--- Start of Document section ---

# MilTerms: Military Terms & Acronyms iPhone app



## Mike Bobbitt (8 Dec 2011)

Right on the heels of an update to our popular MilQuotes app, I am proud to announce MilTerms, the Military Terms & Acronyms iPhone app. Ever wanted to know what CSN stands for, or what the official abbreviation for transport is? Now you can find out, at your fingertips. 

Working off a concept similar to MilQuotes, the app shows a random term when it starts up, but allows you to search, submit or report terms as desired. You can find it in the iTunes store here:

View in iTunes

As last time, I'll be putting a few promo codes out on Twitter in the next few days, so stay tuned! Feedback on the app is always welcome.

Also available:

MilHist
MilQuotes
Battle Procedure



Cheers
Mike

P.S. Yep, that's an old FMP page for the background!


----------



## Sadukar09 (8 Dec 2011)

Definitely useful from what I see so far. Will probably buy it later though.


----------



## Mike Bobbitt (8 Dec 2011)

I'm in the process of updating the terms database... should be a lot more coming within the next week or so. We are at about 1,000 terms now and I expect to be closer to 5,000 when I'm done.

--- End of Document section ---

▶ What the exercise asks
According to the thread on the MilTerms app, what does the app show when it starts up?

--- Start of Dataset section ---

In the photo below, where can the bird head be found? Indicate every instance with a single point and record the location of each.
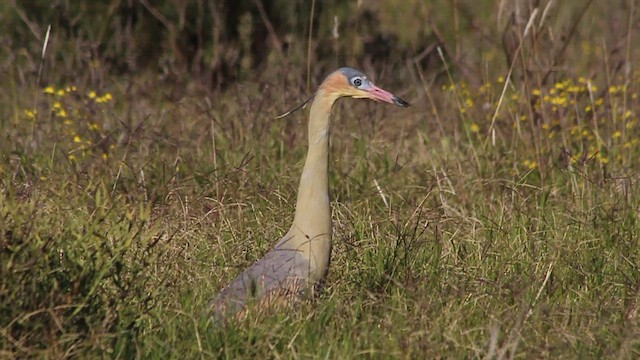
(349, 82)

--- End of Dataset section ---

▶ Written solution
A random term.